[Fragmento de texto]
La espera santa del Adviento

Autor: Padre Luis de Moya

Sitios Web: Fluvium.org, muertedigna.org, luisdemoya.org

 

 

Venimos preparándonos desde hace ya dos semanas a otra nueva conmemoración del nacimiento de nuestro Dios. No queremos que sean éstas unas fiestas tan sólo vacacionales. Queremos que sean unas fiestas, sí, pero fiestas cristianas. Deseamos festejar, por todo lo alto, que Nuestro Señor y Creador del mundo ha nacido para nuestra Salvación. ¡Que no nos acostumbremos a esta espera ni nos cansemos de ella! ¿Estoy notado en estos días una clara inquietud especial en mi espíritu? Claro que no se trata de perder la paz, sin embargo, es muy conveniente que haya manifestaciones interiores –por la oración– y hasta exteriores en nuestra vida, porque estamos en el Adviento: aguardamos otro renacimiento de Dios en cada uno.
[/Fragmento de texto]
[Datos mostrados]
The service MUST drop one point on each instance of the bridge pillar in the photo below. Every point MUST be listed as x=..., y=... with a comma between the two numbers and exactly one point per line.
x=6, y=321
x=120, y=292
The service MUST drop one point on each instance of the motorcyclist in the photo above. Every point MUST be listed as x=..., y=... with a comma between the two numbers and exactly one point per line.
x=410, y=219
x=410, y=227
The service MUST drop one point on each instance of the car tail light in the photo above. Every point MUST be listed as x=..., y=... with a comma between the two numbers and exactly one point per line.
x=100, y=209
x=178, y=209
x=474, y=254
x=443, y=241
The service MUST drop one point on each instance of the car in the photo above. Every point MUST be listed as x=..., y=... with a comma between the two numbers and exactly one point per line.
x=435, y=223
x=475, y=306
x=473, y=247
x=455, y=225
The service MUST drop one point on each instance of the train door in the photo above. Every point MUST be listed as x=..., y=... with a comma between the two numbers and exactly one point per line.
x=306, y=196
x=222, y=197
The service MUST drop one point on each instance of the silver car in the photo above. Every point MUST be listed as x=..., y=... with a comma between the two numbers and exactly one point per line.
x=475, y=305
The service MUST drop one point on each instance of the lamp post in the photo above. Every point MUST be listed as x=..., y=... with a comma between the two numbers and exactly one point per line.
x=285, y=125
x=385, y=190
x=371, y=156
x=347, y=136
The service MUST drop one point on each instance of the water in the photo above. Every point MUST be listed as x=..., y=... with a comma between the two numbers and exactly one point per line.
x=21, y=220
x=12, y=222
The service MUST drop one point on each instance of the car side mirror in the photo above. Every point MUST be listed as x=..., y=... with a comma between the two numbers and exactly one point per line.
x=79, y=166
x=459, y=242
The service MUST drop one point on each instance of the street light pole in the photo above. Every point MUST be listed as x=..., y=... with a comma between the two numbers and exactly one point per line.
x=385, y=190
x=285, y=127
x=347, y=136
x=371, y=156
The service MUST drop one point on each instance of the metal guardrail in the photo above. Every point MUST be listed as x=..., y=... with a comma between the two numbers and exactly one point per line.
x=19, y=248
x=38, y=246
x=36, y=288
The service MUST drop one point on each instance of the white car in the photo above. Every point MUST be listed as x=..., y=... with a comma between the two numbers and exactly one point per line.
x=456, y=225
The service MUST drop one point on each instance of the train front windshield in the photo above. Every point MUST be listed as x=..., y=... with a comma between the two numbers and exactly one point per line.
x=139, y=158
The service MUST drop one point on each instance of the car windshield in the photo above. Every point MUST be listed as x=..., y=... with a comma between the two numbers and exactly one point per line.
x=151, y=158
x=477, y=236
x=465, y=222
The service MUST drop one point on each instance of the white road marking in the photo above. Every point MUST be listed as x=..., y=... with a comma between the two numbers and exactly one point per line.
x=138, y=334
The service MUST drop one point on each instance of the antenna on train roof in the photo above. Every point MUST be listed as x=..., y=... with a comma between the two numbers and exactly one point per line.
[/Datos mostrados]
Consigna 1 -
Indique si cada afirmación concuerda con el texto sobre el Adviento: (a) la preparación para la nueva conmemoración del nacimiento de Dios comenzó hace dos semanas; (b) se desea que estas fiestas sean solo vacacionales; (c) la inquietud especial del espíritu consiste en perder la paz. Responda sí o no y cite literalmente las palabras del texto que lo deciden.
Consigna 2 -
Enumere todos los sitios web que menciona el texto sobre el Adviento.
Consigna 3 -
Reproduzca del texto sobre el Adviento el pasaje que va desde "Sitios Web: Fluvium.org, muertedigna.org, luisdemoya.org" hasta "en cada uno.", ambos incluidos.
Responda basándose únicamente en el texto sobre el Adviento.

Respuesta 1 -
(a) Sí: «Venimos preparándonos desde hace ya dos semanas a otra nueva conmemoración del nacimiento de nuestro Dios».
(b) No: «No queremos que sean éstas unas fiestas tan sólo vacacionales».
(c) No: «Claro que no se trata de perder la paz».

Respuesta 2 -
Fluvium.org, muertedigna.org, luisdemoya.org

Respuesta 3 -
Sitios Web: Fluvium.org, muertedigna.org, luisdemoya.org

 

 

Venimos preparándonos desde hace ya dos semanas a otra nueva conmemoración del nacimiento de nuestro Dios. No queremos que sean éstas unas fiestas tan sólo vacacionales. Queremos que sean unas fiestas, sí, pero fiestas cristianas. Deseamos festejar, por todo lo alto, que Nuestro Señor y Creador del mundo ha nacido para nuestra Salvación. ¡Que no nos acostumbremos a esta espera ni nos cansemos de ella! ¿Estoy notado en estos días una clara inquietud especial en mi espíritu? Claro que no se trata de perder la paz, sin embargo, es muy conveniente que haya manifestaciones interiores –por la oración– y hasta exteriores en nuestra vida, porque estamos en el Adviento: aguardamos otro renacimiento de Dios en cada uno.